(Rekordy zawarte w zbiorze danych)
---
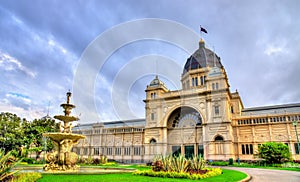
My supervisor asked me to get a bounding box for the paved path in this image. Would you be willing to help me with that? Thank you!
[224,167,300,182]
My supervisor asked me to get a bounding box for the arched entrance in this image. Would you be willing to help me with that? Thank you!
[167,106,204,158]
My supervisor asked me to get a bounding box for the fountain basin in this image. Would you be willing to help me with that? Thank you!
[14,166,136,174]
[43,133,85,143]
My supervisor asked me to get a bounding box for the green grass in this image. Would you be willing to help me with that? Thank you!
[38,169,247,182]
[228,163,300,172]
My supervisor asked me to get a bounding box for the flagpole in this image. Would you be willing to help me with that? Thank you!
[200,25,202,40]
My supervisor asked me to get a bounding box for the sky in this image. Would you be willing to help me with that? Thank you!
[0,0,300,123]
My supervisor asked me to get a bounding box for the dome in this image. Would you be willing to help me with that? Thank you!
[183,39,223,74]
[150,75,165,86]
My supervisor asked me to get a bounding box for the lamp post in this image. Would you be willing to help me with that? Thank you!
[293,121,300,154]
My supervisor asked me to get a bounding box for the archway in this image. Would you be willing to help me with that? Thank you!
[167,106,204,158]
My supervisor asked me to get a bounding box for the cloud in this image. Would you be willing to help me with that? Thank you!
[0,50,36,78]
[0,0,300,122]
---
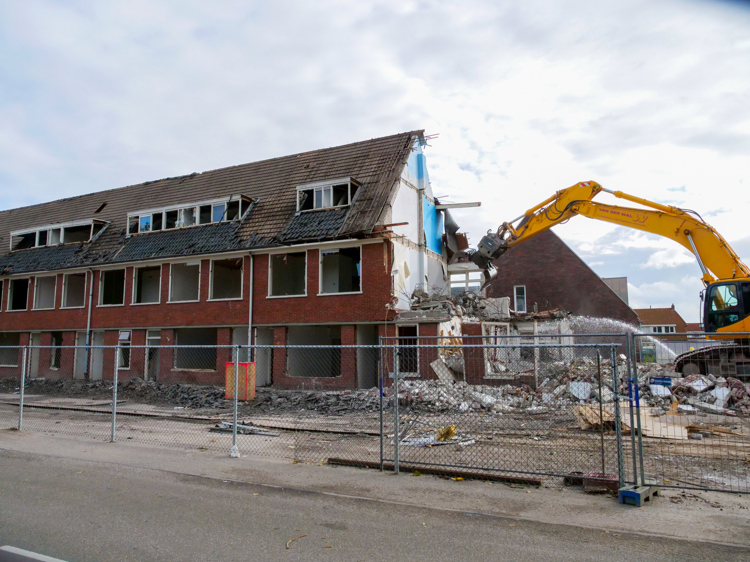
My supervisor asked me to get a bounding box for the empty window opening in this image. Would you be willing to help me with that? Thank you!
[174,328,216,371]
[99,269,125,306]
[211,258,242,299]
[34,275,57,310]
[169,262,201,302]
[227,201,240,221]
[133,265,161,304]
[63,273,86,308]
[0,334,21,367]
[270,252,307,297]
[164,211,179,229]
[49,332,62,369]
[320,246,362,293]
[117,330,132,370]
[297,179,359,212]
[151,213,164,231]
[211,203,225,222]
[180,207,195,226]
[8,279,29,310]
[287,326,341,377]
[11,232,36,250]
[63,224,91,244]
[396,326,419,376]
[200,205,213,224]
---
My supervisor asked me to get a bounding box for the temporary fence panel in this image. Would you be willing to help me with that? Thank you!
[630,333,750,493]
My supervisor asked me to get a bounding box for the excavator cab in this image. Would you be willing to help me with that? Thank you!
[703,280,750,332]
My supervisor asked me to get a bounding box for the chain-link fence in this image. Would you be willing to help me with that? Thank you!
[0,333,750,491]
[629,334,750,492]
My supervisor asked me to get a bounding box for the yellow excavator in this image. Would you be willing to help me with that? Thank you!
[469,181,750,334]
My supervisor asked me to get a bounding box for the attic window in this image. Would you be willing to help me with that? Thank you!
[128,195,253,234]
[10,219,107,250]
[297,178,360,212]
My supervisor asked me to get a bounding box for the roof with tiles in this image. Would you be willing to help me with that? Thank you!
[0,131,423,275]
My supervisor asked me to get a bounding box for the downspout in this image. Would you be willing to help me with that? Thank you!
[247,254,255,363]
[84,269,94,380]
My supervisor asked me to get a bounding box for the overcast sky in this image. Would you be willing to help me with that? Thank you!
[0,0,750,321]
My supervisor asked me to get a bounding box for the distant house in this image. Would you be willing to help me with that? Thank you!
---
◆ ZADANIE DO WYKONANIA
Proszę wyodrębnić z rekordów wiersze, zaczynając od wiersza zawierającego „for the sky”, a kończąc na wierszu zawierającym „[150,75,165,86]”, włącznie z oboma. Przepisz je bez żadnych zmian.

◆ WYNIK ZADANIA
My supervisor asked me to get a bounding box for the sky in this image. Would you be willing to help me with that? Thank you!
[0,0,300,123]
My supervisor asked me to get a bounding box for the dome in this image. Would you be willing to help me with that? Thank you!
[183,39,223,74]
[150,75,165,86]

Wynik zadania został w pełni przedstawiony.